DATA SECTION:
§

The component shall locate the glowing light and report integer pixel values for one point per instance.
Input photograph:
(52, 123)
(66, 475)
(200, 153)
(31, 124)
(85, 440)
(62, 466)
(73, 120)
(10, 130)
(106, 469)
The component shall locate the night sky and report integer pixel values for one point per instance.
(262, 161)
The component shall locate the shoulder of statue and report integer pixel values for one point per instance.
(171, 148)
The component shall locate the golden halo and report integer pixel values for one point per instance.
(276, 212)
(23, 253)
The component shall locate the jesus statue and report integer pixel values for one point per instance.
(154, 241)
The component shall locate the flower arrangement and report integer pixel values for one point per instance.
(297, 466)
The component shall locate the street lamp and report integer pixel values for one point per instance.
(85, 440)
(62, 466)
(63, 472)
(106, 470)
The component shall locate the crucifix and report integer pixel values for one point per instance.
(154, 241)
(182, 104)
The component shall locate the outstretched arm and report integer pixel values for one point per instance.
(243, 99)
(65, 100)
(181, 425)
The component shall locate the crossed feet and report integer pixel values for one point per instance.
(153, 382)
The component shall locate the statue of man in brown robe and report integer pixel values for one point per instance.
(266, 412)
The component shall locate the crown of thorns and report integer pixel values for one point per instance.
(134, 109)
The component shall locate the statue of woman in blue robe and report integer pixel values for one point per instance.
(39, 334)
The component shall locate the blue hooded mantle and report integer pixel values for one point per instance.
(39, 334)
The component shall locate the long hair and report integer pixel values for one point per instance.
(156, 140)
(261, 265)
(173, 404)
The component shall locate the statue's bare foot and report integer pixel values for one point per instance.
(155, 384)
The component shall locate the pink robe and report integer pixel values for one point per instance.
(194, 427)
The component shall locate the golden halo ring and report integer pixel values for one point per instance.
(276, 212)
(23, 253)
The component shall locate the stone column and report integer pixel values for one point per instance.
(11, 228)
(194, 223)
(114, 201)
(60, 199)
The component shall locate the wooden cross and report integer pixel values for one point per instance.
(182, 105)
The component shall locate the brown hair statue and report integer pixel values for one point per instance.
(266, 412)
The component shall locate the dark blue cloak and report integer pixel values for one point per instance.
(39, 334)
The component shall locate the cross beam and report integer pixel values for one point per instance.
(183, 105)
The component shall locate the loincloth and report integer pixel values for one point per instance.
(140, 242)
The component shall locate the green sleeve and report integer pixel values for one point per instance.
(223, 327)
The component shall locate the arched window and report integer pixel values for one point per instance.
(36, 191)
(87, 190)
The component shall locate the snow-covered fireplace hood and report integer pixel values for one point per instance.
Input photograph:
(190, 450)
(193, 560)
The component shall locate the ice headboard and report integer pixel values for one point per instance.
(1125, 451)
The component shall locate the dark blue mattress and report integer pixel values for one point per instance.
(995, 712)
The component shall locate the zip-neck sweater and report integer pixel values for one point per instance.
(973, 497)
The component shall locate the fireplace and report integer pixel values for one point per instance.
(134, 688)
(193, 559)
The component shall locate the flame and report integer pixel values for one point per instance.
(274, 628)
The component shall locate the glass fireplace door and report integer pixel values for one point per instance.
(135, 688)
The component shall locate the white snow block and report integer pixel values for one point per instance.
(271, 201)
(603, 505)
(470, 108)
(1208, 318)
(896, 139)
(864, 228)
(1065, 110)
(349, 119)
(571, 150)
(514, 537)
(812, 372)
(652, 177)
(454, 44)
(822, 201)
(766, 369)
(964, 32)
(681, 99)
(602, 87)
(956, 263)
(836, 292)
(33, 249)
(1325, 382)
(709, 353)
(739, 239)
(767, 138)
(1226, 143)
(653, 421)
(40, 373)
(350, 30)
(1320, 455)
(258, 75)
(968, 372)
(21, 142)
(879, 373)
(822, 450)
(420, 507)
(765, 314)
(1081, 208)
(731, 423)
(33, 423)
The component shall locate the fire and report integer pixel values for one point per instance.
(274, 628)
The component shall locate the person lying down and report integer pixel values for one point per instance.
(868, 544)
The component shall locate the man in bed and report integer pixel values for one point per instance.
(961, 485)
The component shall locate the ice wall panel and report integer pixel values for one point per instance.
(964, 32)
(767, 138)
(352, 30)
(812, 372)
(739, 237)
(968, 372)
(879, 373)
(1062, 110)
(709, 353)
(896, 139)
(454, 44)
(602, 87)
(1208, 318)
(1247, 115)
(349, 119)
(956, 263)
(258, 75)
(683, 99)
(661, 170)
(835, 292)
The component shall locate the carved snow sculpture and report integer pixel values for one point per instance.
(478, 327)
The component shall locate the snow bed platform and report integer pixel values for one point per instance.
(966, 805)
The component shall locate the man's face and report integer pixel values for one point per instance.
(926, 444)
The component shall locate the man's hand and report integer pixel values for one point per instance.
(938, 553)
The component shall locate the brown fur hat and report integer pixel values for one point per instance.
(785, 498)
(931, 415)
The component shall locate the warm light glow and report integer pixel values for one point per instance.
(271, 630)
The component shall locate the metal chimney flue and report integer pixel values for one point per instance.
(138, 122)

§

AIM: Can you express every row above as a Markdown table with two columns, "Index" and "Entry," where "Index" holds the row's number and "Entry" holds its text, leaving out any blank lines?

RESPONSE FOR THIS EXERCISE:
| Index | Entry |
|---|---|
| 1 | The component shall locate the glowing light and report integer pixel values for one point per instance. |
| 2 | Input photograph: |
| 3 | (52, 123) |
| 4 | (66, 475) |
| 5 | (200, 153) |
| 6 | (31, 124) |
| 7 | (85, 440) |
| 8 | (62, 466) |
| 9 | (73, 120) |
| 10 | (10, 130) |
| 11 | (106, 469) |
| 12 | The component shall locate the night sky and report integer pixel values for one point per instance. |
| 13 | (262, 161) |
| 14 | The component shall locate the shoulder of statue and report integer pixel values for one point per instance. |
| 15 | (171, 148) |
| 16 | The component shall locate the golden halo and report integer pixel values for one point per instance. |
| 17 | (276, 212) |
| 18 | (23, 253) |
| 19 | The component shall locate the jesus statue and report integer pixel values for one point per instance. |
| 20 | (154, 241) |
| 21 | The component shall locate the flower arrangement and report integer pixel values for one point per instance. |
| 22 | (297, 466) |
| 23 | The component shall locate the street lamp and report integer pixel values for one point per instance. |
| 24 | (85, 440) |
| 25 | (62, 466) |
| 26 | (63, 472) |
| 27 | (106, 470) |
| 28 | The component shall locate the crucifix and report integer pixel values for one point per instance. |
| 29 | (154, 241) |
| 30 | (182, 104) |
| 31 | The component shall locate the outstretched arm and report integer pixel values for one point per instance. |
| 32 | (243, 99) |
| 33 | (65, 100) |
| 34 | (181, 425) |
| 35 | The component shall locate the crossed feet and report integer pixel values for one point per instance. |
| 36 | (153, 382) |
| 37 | The component shall locate the statue of man in brown robe and report integer pixel values for one point per instance. |
| 38 | (266, 412) |
| 39 | The component shall locate the crown of thorns and report integer pixel values for one point per instance. |
| 40 | (134, 109) |
| 41 | The component shall locate the statue of woman in blue robe and report integer pixel values for one point per instance. |
| 42 | (39, 334) |
| 43 | The component shall locate the blue hooded mantle and report integer pixel values for one point per instance. |
| 44 | (39, 334) |
| 45 | The component shall locate the long hair and report integer pixel values for one point per instance. |
| 46 | (156, 140) |
| 47 | (261, 265) |
| 48 | (173, 404) |
| 49 | The component shall locate the statue's bare foot and report integer pixel values for one point per instance. |
| 50 | (155, 384) |
| 51 | The component shall locate the pink robe and report integer pixel values for one point per instance. |
| 52 | (194, 427) |
| 53 | The component shall locate the golden halo ring and report integer pixel values for one point per instance. |
| 54 | (276, 212) |
| 55 | (23, 253) |
| 56 | The component shall locate the stone column and report integer pixel values for one point per instance. |
| 57 | (11, 228) |
| 58 | (194, 223) |
| 59 | (114, 201) |
| 60 | (60, 199) |
| 61 | The component shall locate the wooden cross and report integer pixel values for one point per instance. |
| 62 | (182, 105) |
| 63 | The component shall locate the brown hair statue and report integer pixel values for one point per instance. |
| 64 | (266, 412) |
| 65 | The component shall locate the dark blue cloak and report integer pixel values for one point per instance. |
| 66 | (39, 334) |
| 67 | The component shall locate the cross beam and report integer pixel values for one point per instance. |
| 68 | (183, 105) |
| 69 | The component shall locate the loincloth and report integer pixel values for one point per instance. |
| 70 | (140, 242) |
| 71 | The component shall locate the green sleeve and report integer pixel values for one point per instance. |
| 72 | (223, 327) |
| 73 | The component shall locate the arched window and report integer pixel values for one point per instance. |
| 74 | (36, 191) |
| 75 | (87, 190) |
| 76 | The component shall locate the snow-covered fireplace hood and report integer pixel values for one point per instance. |
| 77 | Input photograph: |
| 78 | (190, 450) |
| 79 | (193, 560) |
| 80 | The component shall locate the ice headboard and report integer pixel values for one point per instance. |
| 81 | (1125, 451) |
| 82 | The component shall locate the dark blue mattress and report integer pixel values for one point per instance. |
| 83 | (995, 712) |
| 84 | The component shall locate the zip-neck sweater and report integer pixel values for one point per instance. |
| 85 | (973, 497) |
| 86 | The component shall locate the fireplace and report integer pixel values for one point per instance. |
| 87 | (134, 688) |
| 88 | (193, 559) |
| 89 | The component shall locate the flame and report integer pixel values for one point per instance. |
| 90 | (274, 628) |
| 91 | The component shall locate the glass fireplace door and report integer pixel values for one point per instance. |
| 92 | (135, 688) |
| 93 | The component shall locate the white snow block and report integer pixel values for one point per instance. |
| 94 | (271, 201) |
| 95 | (603, 505) |
| 96 | (470, 108) |
| 97 | (1208, 318) |
| 98 | (896, 139) |
| 99 | (864, 228) |
| 100 | (1065, 110) |
| 101 | (349, 119) |
| 102 | (571, 150) |
| 103 | (514, 537) |
| 104 | (812, 372) |
| 105 | (652, 177) |
| 106 | (454, 44) |
| 107 | (822, 201) |
| 108 | (766, 369) |
| 109 | (964, 32) |
| 110 | (681, 99) |
| 111 | (602, 87) |
| 112 | (956, 263) |
| 113 | (836, 292) |
| 114 | (33, 249) |
| 115 | (1325, 382) |
| 116 | (709, 353) |
| 117 | (739, 239) |
| 118 | (767, 138) |
| 119 | (1226, 143) |
| 120 | (653, 421) |
| 121 | (40, 373) |
| 122 | (350, 30) |
| 123 | (1320, 455) |
| 124 | (258, 75) |
| 125 | (968, 372) |
| 126 | (21, 142) |
| 127 | (879, 373) |
| 128 | (822, 450) |
| 129 | (420, 507) |
| 130 | (765, 314) |
| 131 | (1081, 208) |
| 132 | (731, 423) |
| 133 | (33, 423) |
| 134 | The component shall locate the fire and report integer pixel values for one point per instance. |
| 135 | (274, 628) |
| 136 | The component shall locate the person lying down and report integer pixel values for one point per instance. |
| 137 | (868, 544) |
| 138 | The component shall locate the man in bed and report integer pixel values for one point per instance. |
| 139 | (961, 485) |
| 140 | The component shall locate the ice wall panel and report integer pixel values for one point per instance. |
| 141 | (964, 32) |
| 142 | (767, 138) |
| 143 | (352, 30) |
| 144 | (812, 372) |
| 145 | (739, 237) |
| 146 | (968, 372) |
| 147 | (879, 373) |
| 148 | (1062, 110) |
| 149 | (709, 353) |
| 150 | (896, 139) |
| 151 | (454, 44) |
| 152 | (602, 87) |
| 153 | (1208, 318) |
| 154 | (1247, 115) |
| 155 | (349, 119) |
| 156 | (956, 263) |
| 157 | (258, 75) |
| 158 | (683, 99) |
| 159 | (661, 170) |
| 160 | (835, 292) |
| 161 | The component shall locate the carved snow sculpture and report integer pixel values for one point per instance. |
| 162 | (478, 327) |
| 163 | The component shall locate the snow bed platform and report integer pixel values for one point per instance. |
| 164 | (966, 805) |
| 165 | The component shall locate the man's face and report integer pixel values for one point per instance. |
| 166 | (926, 444) |
| 167 | The component shall locate the man's hand and report integer pixel values for one point per instance. |
| 168 | (938, 553) |
| 169 | The component shall locate the brown fur hat and report integer pixel values for one point per instance. |
| 170 | (785, 498) |
| 171 | (931, 415) |
| 172 | The component shall locate the warm light glow and report integer pixel values for one point per instance. |
| 173 | (271, 630) |
| 174 | The component shall locate the metal chimney flue and report integer pixel values for one point per instance. |
| 175 | (138, 122) |